§ Record set
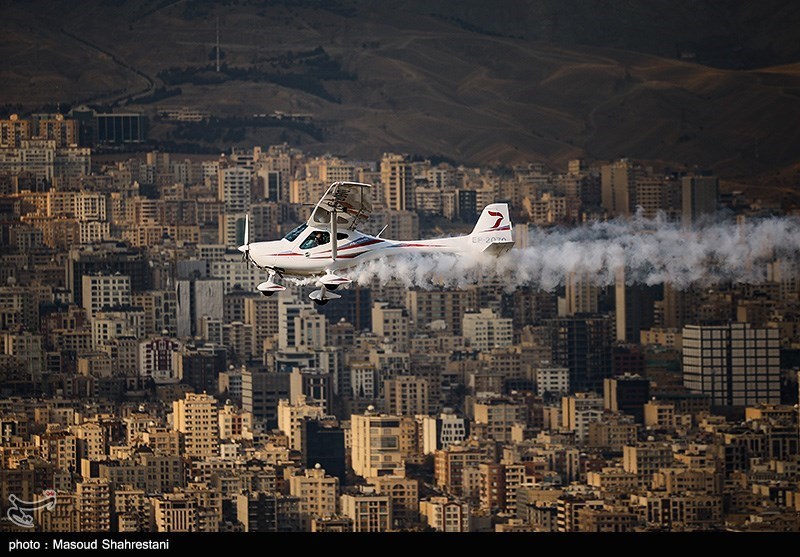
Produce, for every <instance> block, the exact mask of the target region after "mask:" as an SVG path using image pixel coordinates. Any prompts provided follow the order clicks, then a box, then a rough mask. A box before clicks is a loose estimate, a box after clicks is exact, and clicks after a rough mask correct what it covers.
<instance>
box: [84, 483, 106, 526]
mask: <svg viewBox="0 0 800 557" xmlns="http://www.w3.org/2000/svg"><path fill="white" fill-rule="evenodd" d="M76 493H77V496H78V513H79V514H78V516H79V521H80V531H81V532H108V531H109V530H110V529H111V490H110V487H109V484H108V480H105V479H100V478H88V479H85V480H84V481H82V482H81V483H79V484H78V485H77V486H76Z"/></svg>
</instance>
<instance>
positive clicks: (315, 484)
mask: <svg viewBox="0 0 800 557" xmlns="http://www.w3.org/2000/svg"><path fill="white" fill-rule="evenodd" d="M289 493H291V494H292V495H294V496H295V497H297V498H299V499H300V517H301V519H302V521H303V525H304V530H305V531H308V530H309V529H310V525H311V520H312V519H314V518H329V517H332V516H334V515H336V514H337V512H338V505H337V503H338V501H339V478H336V477H334V476H329V475H327V474H326V473H325V470H324V469H323V468H322V467H321V466H320V465H319V464H317V465H316V466H314V467H313V468H311V469H308V470H306V471H305V472H304V474H303V475H302V476H292V477H291V478H289Z"/></svg>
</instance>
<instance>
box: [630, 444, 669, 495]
mask: <svg viewBox="0 0 800 557" xmlns="http://www.w3.org/2000/svg"><path fill="white" fill-rule="evenodd" d="M673 463H674V458H673V456H672V447H671V446H670V444H669V443H662V442H659V441H648V442H642V443H637V444H635V445H626V446H624V447H623V448H622V469H623V470H625V471H626V472H629V473H632V474H636V478H637V481H638V485H639V486H640V487H650V484H651V482H652V481H653V474H654V473H656V472H658V471H659V470H660V469H661V468H669V467H671V466H672V465H673Z"/></svg>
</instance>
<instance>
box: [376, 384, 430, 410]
mask: <svg viewBox="0 0 800 557" xmlns="http://www.w3.org/2000/svg"><path fill="white" fill-rule="evenodd" d="M383 398H384V409H385V410H386V411H387V412H388V413H390V414H392V415H395V416H416V415H417V414H427V413H428V398H429V385H428V380H427V379H424V378H422V377H417V376H414V375H400V376H398V377H395V378H393V379H387V380H385V381H384V382H383Z"/></svg>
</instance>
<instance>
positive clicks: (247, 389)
mask: <svg viewBox="0 0 800 557" xmlns="http://www.w3.org/2000/svg"><path fill="white" fill-rule="evenodd" d="M290 378H291V374H289V373H276V372H270V371H264V370H251V369H245V370H244V371H242V409H243V410H244V411H245V412H250V413H251V414H253V418H254V420H256V422H260V423H263V424H264V425H265V426H266V427H267V428H275V427H278V401H280V400H281V399H286V400H289V389H290V387H289V385H290Z"/></svg>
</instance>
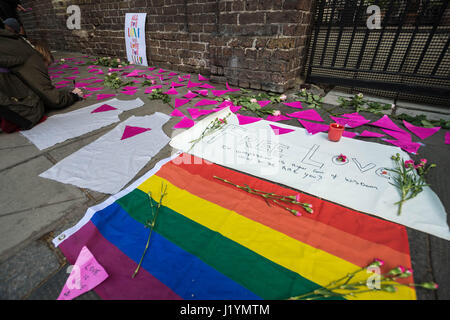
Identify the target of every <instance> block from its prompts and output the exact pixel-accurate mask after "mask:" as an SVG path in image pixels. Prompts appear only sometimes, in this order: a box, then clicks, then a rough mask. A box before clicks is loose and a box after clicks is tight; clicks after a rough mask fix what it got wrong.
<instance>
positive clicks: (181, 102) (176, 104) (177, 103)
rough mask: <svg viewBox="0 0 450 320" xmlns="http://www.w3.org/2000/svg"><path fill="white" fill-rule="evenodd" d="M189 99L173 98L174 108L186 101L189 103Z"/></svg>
mask: <svg viewBox="0 0 450 320" xmlns="http://www.w3.org/2000/svg"><path fill="white" fill-rule="evenodd" d="M189 101H191V100H190V99H175V108H179V107H181V106H184V105H185V104H186V103H189Z"/></svg>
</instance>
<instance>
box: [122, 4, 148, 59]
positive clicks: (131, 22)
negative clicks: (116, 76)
mask: <svg viewBox="0 0 450 320" xmlns="http://www.w3.org/2000/svg"><path fill="white" fill-rule="evenodd" d="M146 18H147V14H146V13H127V14H126V16H125V45H126V48H127V58H128V61H129V62H130V63H133V64H135V65H141V66H148V63H147V48H146V44H145V19H146Z"/></svg>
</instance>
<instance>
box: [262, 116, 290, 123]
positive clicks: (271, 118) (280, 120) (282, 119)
mask: <svg viewBox="0 0 450 320" xmlns="http://www.w3.org/2000/svg"><path fill="white" fill-rule="evenodd" d="M291 119H292V118H289V117H286V116H284V115H280V116H270V115H269V116H267V118H266V120H267V121H273V122H278V121H284V120H291Z"/></svg>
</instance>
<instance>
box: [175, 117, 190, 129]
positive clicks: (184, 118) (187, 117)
mask: <svg viewBox="0 0 450 320" xmlns="http://www.w3.org/2000/svg"><path fill="white" fill-rule="evenodd" d="M194 125H195V122H194V120H192V119H189V118H188V117H184V118H183V119H181V121H180V122H178V123H177V124H176V125H175V126H174V127H173V128H174V129H185V128H191V127H193V126H194Z"/></svg>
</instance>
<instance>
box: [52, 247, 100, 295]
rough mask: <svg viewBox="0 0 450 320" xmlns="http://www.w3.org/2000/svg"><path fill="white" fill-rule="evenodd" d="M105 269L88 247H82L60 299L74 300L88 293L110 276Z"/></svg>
mask: <svg viewBox="0 0 450 320" xmlns="http://www.w3.org/2000/svg"><path fill="white" fill-rule="evenodd" d="M108 276H109V275H108V274H107V273H106V271H105V269H104V268H103V267H102V266H101V265H100V264H99V263H98V262H97V260H96V259H95V257H94V256H93V255H92V253H91V252H90V251H89V249H88V248H87V247H83V249H81V252H80V255H79V256H78V258H77V261H76V262H75V265H73V266H72V271H71V272H70V275H69V278H68V279H67V281H66V284H65V285H64V288H63V289H62V291H61V294H60V295H59V297H58V300H72V299H74V298H76V297H78V296H80V295H82V294H83V293H86V292H88V291H90V290H92V289H94V288H95V287H96V286H98V285H99V284H100V283H102V282H103V281H105V279H106V278H108Z"/></svg>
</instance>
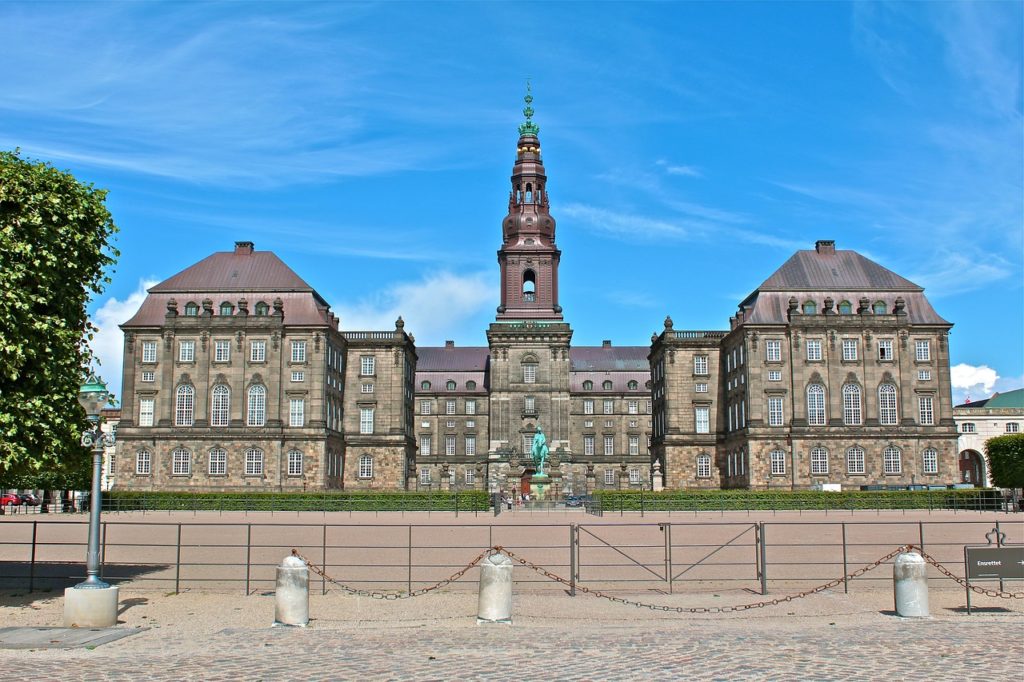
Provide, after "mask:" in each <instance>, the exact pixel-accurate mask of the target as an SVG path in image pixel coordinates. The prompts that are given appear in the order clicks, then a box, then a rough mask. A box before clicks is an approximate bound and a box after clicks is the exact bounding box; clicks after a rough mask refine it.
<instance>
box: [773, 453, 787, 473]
mask: <svg viewBox="0 0 1024 682" xmlns="http://www.w3.org/2000/svg"><path fill="white" fill-rule="evenodd" d="M769 457H770V458H771V472H772V473H773V474H776V475H780V474H784V473H785V452H783V451H781V450H773V451H772V452H771V454H770V455H769Z"/></svg>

§ Exercise brief
Return the items verbatim, from their beginning through the line that contains "box: [84, 483, 106, 526]", including that line, and omit the pictures.

§ Written solution
Produce, for every <instance> block, the exact mask of the target region after "mask:" as an SVG path using image pixel coordinates. Any prompts provided follow the order clicks, then a box, then a rough mask. A box before clicks is a loose estimate, a box after clicks is exact, and clicks after a rough mask correct what it covers.
<instance>
box: [84, 483, 106, 526]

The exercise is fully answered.